* **PROBLEM TO SOLVE**
Arrange the lines below as a Markdown table with two columns, Row (a running number) and Text (the line itself). Include only the lines from the one containing "Provide one point per instance of the rocky" through the final line, both included, and leave out blank lines.

* **DATA EXCERPTS**
+++
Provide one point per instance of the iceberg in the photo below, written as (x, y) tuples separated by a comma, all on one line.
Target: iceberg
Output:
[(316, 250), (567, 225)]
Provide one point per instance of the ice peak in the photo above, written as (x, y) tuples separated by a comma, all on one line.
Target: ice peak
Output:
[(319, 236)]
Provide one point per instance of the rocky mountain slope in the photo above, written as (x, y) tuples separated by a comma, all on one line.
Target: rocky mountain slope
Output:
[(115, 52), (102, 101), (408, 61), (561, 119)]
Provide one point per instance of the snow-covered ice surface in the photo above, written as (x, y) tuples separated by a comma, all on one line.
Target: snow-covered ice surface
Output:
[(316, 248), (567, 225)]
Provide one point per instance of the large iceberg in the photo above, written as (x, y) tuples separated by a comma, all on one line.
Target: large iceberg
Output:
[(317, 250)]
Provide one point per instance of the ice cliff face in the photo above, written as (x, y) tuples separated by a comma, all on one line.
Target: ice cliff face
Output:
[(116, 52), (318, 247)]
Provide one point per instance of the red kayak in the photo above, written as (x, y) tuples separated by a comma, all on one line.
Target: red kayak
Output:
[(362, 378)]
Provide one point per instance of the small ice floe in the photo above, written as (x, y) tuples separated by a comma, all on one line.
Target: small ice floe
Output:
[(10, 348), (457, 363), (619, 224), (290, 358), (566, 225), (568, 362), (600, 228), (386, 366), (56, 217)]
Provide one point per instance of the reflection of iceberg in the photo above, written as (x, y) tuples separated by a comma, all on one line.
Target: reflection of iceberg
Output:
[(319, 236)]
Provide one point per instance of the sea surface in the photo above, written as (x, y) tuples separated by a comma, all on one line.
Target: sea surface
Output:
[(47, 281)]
+++
* **EXERCISE RESPONSE**
| Row | Text |
|---|---|
| 1 | Provide one point per instance of the rocky mountain slope in the photo above, written as (x, y) tuples separated by a comma, all on one line. |
| 2 | Target: rocky mountain slope |
| 3 | Output: |
| 4 | [(115, 52), (102, 101), (408, 61), (561, 119)] |
| 5 | Provide one point per instance of the snow-covered ice surface in the photo above, written as (x, y) tuples separated by a comma, all on one line. |
| 6 | Target: snow-covered ice surface |
| 7 | Output: |
| 8 | [(316, 248), (567, 225)] |
| 9 | Provide one point per instance of the large iceberg in the photo above, written as (x, y) tuples separated by a comma, all on one line. |
| 10 | Target: large iceberg |
| 11 | Output: |
| 12 | [(317, 250)] |
| 13 | Provide one point per instance of the ice cliff face in the photo above, written as (x, y) tuples separated by a comma, all on one line. |
| 14 | Target: ice cliff face |
| 15 | Output: |
| 16 | [(116, 52), (318, 247)] |
| 17 | Provide one point per instance of the red kayak in the photo above, written as (x, y) tuples separated by a comma, all on one line. |
| 18 | Target: red kayak |
| 19 | Output: |
| 20 | [(362, 378)] |
| 21 | Provide one point per instance of the small ice floe in the photo above, written as (x, y) tuples separated by a comma, all on one line. |
| 22 | Target: small ice floe |
| 23 | Output: |
| 24 | [(10, 348), (457, 363), (619, 224), (290, 358), (566, 225), (568, 362), (600, 228), (386, 366), (56, 217)] |
| 25 | Provide one point per instance of the reflection of iceberg in the photo above, written as (x, y) tuples separated by a comma, all on one line. |
| 26 | Target: reflection of iceberg |
| 27 | Output: |
| 28 | [(319, 236)] |
| 29 | Provide one point per instance of the sea surface in the photo above, written as (x, y) tuples separated by a comma, all on one line. |
| 30 | Target: sea surface |
| 31 | Output: |
| 32 | [(47, 281)] |